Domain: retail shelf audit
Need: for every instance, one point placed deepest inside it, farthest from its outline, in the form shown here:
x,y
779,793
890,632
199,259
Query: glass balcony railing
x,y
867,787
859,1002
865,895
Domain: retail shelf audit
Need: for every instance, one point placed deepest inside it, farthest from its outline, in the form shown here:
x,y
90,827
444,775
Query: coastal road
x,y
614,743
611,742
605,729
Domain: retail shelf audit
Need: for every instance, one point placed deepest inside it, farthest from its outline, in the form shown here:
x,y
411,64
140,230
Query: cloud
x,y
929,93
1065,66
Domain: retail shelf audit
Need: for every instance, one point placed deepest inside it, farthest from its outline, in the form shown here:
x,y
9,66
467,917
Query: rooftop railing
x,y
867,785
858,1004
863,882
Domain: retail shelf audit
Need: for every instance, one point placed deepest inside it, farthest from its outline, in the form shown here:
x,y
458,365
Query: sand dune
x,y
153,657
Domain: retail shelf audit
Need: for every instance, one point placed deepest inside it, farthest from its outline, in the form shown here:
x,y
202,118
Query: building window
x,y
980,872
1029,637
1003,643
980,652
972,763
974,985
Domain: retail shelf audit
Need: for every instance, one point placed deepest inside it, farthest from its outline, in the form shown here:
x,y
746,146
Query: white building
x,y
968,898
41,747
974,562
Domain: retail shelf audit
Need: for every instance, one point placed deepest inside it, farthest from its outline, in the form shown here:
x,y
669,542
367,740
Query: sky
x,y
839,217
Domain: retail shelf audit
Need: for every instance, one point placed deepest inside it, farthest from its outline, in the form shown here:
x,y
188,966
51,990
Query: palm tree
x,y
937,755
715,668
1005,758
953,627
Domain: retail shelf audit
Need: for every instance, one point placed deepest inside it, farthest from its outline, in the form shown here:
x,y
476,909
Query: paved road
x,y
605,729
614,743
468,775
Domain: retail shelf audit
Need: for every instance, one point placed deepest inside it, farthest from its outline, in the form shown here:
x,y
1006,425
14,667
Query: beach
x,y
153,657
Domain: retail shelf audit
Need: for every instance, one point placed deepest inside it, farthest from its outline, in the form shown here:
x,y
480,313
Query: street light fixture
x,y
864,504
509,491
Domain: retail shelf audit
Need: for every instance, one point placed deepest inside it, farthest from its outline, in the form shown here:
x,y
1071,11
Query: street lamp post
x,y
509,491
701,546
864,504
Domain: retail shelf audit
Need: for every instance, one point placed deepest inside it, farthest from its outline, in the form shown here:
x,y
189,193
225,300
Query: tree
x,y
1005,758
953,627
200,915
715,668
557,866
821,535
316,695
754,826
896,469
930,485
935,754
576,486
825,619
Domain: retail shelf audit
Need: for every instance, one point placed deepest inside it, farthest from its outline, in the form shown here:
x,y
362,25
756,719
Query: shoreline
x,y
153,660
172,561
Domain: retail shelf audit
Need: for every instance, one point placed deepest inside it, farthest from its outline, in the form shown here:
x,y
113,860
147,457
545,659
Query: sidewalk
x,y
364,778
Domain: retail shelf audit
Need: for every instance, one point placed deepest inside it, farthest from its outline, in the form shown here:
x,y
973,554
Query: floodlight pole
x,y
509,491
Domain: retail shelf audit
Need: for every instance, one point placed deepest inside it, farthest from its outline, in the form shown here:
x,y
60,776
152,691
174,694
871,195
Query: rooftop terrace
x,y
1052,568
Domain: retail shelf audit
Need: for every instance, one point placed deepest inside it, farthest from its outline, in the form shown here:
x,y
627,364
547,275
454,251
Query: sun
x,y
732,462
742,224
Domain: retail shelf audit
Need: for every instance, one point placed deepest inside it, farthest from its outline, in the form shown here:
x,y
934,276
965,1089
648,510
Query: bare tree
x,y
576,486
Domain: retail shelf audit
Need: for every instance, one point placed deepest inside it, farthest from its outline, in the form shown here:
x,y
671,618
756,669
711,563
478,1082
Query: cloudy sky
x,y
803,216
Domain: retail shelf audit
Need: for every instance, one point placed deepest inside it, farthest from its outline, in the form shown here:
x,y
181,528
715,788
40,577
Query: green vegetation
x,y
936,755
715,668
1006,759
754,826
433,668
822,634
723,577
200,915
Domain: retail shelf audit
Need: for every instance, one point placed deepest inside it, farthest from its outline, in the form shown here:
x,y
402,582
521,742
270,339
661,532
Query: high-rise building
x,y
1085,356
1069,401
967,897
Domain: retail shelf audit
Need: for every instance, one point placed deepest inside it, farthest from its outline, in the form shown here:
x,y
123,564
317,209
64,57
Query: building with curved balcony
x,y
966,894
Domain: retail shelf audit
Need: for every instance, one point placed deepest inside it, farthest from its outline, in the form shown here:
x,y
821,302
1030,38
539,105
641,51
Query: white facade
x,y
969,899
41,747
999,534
◇ ◇ ◇ ◇
Objective
Show the data once more, exactly as it was written.

Result below
Domain: retail shelf audit
Need: for every instance, one point placed deepest inside it, farthest from its outline, in the form shown here:
x,y
779,793
890,632
199,259
Query: glass balcony railing
x,y
867,787
859,1002
865,895
Domain: retail shelf audit
Need: for every instance, one point placed deepest inside it, farthest from its outline, in the form shown here:
x,y
90,827
444,775
Query: coastal road
x,y
614,743
611,742
605,729
Domain: retail shelf audit
Need: for every instance, one point placed deepest inside it, farthest from its outline, in the form shown here:
x,y
411,64
140,230
Query: cloud
x,y
929,93
1065,66
Domain: retail shelf audit
Need: for every instance, one point placed deepest inside it, farthest from its outline, in the form shown here:
x,y
9,66
467,917
Query: rooftop railing
x,y
867,785
858,1004
863,882
Domain: retail shelf audit
Need: for every instance, one point placed deepest inside it, farthest from its outline, in the form shown here:
x,y
458,365
Query: sand dune
x,y
153,657
Domain: retail shelf audit
Need: for every instance, one point placed deepest inside it, farthest from its outline, in the form shown here:
x,y
202,118
Query: building window
x,y
980,872
1029,637
1003,643
980,652
972,763
974,985
Domain: retail shelf audit
Need: for every instance, one point placed deepest inside it, farthest from its outline, in the form shown here:
x,y
746,146
Query: white building
x,y
968,898
41,747
974,562
Domain: retail shelf audit
Need: for every instance, one point placed deepest inside it, farthest from its outline, in the form shown here:
x,y
669,542
367,740
Query: sky
x,y
839,217
Domain: retail shelf audit
Need: for every instance, one point placed deepest inside it, farthest from its outline, in the form shown here:
x,y
188,966
51,990
Query: palm tree
x,y
937,755
715,668
1005,758
953,627
Domain: retail shelf audit
Need: for every instance, one point placed deepest inside it, farthest from its outline, in the form shown here:
x,y
476,909
Query: paved road
x,y
605,729
614,743
468,775
Domain: retail shelf audit
Need: for every instance, one point placed deepest inside it, farthest from its outline, in the form shown here:
x,y
1006,425
14,667
Query: beach
x,y
153,657
Domain: retail shelf audit
Need: for every instance, one point placed deepest inside it, farthest from its outline, in the form shown here:
x,y
480,313
Query: street light fixture
x,y
864,504
509,491
Domain: retail shelf audit
Need: for every instance, one point placed deepest inside it, farthest from its outline, in the form shown here:
x,y
1071,11
Query: street lamp post
x,y
509,491
701,546
864,504
Domain: retail shelf audit
Need: for every instance, one point placed deepest inside it, farthest from its outline, in the form shown here:
x,y
189,193
225,300
Query: tree
x,y
1005,758
953,627
200,915
715,668
557,866
821,535
316,695
754,826
896,469
930,485
935,754
576,486
825,619
Domain: retail shelf audit
Need: for every instance, one point placed deepest inside it, farthest from its outline, in the form shown here:
x,y
362,25
756,719
Query: shoreline
x,y
153,660
172,561
Domain: retail shelf audit
Need: for every instance, one point placed deepest inside it, farthest from its outline, in the form shown here:
x,y
113,860
147,457
545,659
Query: sidewalk
x,y
364,778
Domain: retail shelf audit
Need: for every instance, one point placed deepest inside it, farthest from its outline, in the form shown here:
x,y
973,554
Query: floodlight pole
x,y
509,491
Domain: retail shelf audit
Need: for every instance, one point placed deepest inside it, farthest from its outline, in the form shown here:
x,y
60,776
152,691
174,694
871,195
Query: rooftop terrace
x,y
1052,568
Domain: retail shelf audit
Need: for every instance, one point placed deepest inside it, farthest from its outline, in the form shown here:
x,y
627,364
547,275
454,251
Query: sun
x,y
732,462
742,224
Domain: retail shelf audit
Need: for every instance, one point placed deepest inside it, farthest from its outline, in the form shown here:
x,y
934,276
965,1089
648,510
Query: bare tree
x,y
576,486
Domain: retail shelf audit
Need: for every instance, one point placed deepest inside it, farthest from its outline, in the form shown here:
x,y
671,618
756,669
711,563
478,1082
Query: cloudy sky
x,y
803,216
Domain: retail shelf audit
Need: for every instance, one point placed deepest inside it, farthest from its outline, in the form shown here:
x,y
181,528
715,788
40,577
Query: green vegetation
x,y
936,755
715,668
1006,759
754,826
433,668
822,634
723,577
200,915
Domain: retail shelf audit
Need: for every instance, one point placed deepest inside it, farthest from its outline, in the form shown here:
x,y
402,582
521,742
270,339
661,532
Query: high-rise building
x,y
1085,356
1069,401
967,897
Domain: retail shelf audit
Need: for every instance, one point placed deepest inside it, farthest from its outline, in the form shown here:
x,y
123,564
317,209
64,57
Query: building with curved balcony
x,y
966,894
Domain: retail shelf audit
Need: for every instance, one point placed deepest inside it, farthest from its outline, in the form shown here:
x,y
821,302
1030,38
539,105
641,51
Query: white facade
x,y
969,899
41,747
999,534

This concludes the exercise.